--- Start MATERIAL PROVIDED ---

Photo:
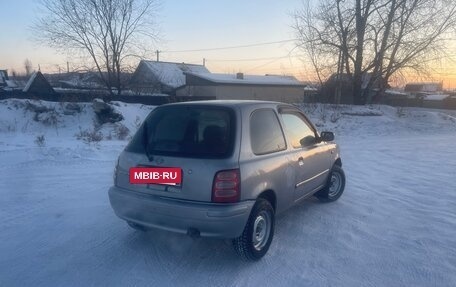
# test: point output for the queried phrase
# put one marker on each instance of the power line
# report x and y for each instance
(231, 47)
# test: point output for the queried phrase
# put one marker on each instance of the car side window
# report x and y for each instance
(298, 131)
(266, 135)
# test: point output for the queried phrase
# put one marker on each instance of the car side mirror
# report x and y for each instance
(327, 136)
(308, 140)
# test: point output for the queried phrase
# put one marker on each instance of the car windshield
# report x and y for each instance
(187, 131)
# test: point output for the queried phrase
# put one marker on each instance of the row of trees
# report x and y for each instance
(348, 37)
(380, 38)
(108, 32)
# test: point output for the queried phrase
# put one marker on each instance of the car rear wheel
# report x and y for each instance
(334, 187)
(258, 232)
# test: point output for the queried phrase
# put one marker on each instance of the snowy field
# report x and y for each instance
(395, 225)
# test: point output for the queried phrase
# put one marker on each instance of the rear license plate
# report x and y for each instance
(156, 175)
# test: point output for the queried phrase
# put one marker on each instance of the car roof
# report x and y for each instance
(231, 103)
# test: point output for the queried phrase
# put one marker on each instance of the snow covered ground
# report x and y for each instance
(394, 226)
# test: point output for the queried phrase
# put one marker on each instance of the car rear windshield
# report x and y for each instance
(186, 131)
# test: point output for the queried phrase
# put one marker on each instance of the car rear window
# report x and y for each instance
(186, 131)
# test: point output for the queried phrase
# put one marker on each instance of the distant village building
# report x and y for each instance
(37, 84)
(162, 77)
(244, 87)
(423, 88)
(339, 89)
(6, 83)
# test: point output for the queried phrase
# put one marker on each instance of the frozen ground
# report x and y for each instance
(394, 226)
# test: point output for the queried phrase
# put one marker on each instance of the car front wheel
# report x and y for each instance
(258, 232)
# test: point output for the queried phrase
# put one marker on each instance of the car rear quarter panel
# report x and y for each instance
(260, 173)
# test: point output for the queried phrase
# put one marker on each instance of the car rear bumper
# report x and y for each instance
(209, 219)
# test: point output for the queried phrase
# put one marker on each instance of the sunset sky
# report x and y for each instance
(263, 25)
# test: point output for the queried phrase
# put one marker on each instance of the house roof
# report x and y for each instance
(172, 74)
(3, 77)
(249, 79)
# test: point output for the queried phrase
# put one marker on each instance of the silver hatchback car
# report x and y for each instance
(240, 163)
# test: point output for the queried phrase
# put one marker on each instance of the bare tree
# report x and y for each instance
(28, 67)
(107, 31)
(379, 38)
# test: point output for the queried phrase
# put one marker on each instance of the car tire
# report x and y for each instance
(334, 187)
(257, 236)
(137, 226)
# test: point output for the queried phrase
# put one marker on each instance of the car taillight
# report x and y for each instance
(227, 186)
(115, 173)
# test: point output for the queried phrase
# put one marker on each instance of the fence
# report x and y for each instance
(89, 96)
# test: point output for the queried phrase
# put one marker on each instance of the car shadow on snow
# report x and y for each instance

--- End MATERIAL PROVIDED ---

> _AIM_: Your task is an exact transcription of all the data, minus the pictures.

> _RESULT OF THIS EXERCISE_:
Photo:
# test: point output for the queried phrase
# put one marker on each instance of the power line
# report x and y for each instance
(231, 47)
# test: point output for the queried phrase
# put one marker on each instance of the car side window
# report x and y for each instance
(298, 131)
(266, 135)
# test: point output for the queried phrase
# put one marker on each instance of the car side mirror
# report x and y for each instance
(327, 136)
(308, 140)
# test: point output for the queried phrase
# put one marker on each instance of the car windshield
# report x and y for each instance
(187, 131)
# test: point output for the queried phrase
# put one marker on each instance of the row of trees
# report x and y for each instance
(348, 37)
(380, 38)
(108, 32)
# test: point output for the queried phrase
# put one marker on each instance of the car rear wheel
# report x and y for each instance
(334, 187)
(258, 232)
# test: point output for the queried phrase
# put one marker on each instance of the snowy field
# report x and y for each instance
(395, 225)
# test: point output for the queried phrase
# put one marker on each instance of the rear license plate
# report x and y for each instance
(156, 175)
# test: point output for the queried phrase
# put one marker on each instance of the car roof
# report x and y for each instance
(231, 103)
# test: point output for the queried phrase
# put one marker on each instance of the snow covered ground
# report x and y for each instance
(394, 226)
# test: point output for the queried phrase
# put one marker on each instance of the car rear windshield
# report x and y for each instance
(186, 131)
# test: point output for the queried phrase
# put one marker on each instance of the car rear window
# report x and y for each instance
(186, 131)
# test: point output for the queried phrase
# put one marker on each instance of the distant village building
# report x and y for each instance
(37, 84)
(162, 77)
(244, 87)
(423, 88)
(339, 89)
(6, 83)
# test: point output for the queried phrase
# put one marker on each instance of the frozen ground
# report x and y for each instance
(394, 226)
# test: point output for the queried phrase
# put one marker on each instance of the car front wheel
# report x and y for each instance
(258, 232)
# test: point output for the queried phrase
# put one marker on each instance of the car rear quarter panel
# report x and y for each instance
(260, 173)
# test: point output for the queried phrase
# put one marker on each instance of the car rear bumper
# report x and y for each instance
(209, 219)
# test: point output for the queried phrase
# put one marker on each instance of the sunset sky
# report x and y for each instance
(263, 25)
# test: point output for the queried phrase
# put one marker on each instance of the house roof
# report x and y for each instance
(172, 74)
(3, 77)
(249, 79)
# test: point output for the queried phrase
# put one marker on each instance of the silver hatchback car
# report x and y for each instance
(240, 163)
# test: point output for the queried phrase
# put one marker on each instance of the bare tree
# report x and y for each instance
(28, 67)
(107, 31)
(379, 38)
# test: point output for the queried phrase
# put one marker on each instance of the car tire
# report x and y for each instance
(334, 187)
(257, 236)
(137, 226)
# test: point output for the queried phrase
# put one marker on each instance of the car taillight
# report x and y for each instance
(227, 186)
(115, 173)
# test: point output for the queried phrase
# put one marker on each instance of the fence
# report x and y for each instance
(89, 96)
# test: point output for the queried phrase
# put one marker on each instance of the car shadow on snow
# report x and y for each instance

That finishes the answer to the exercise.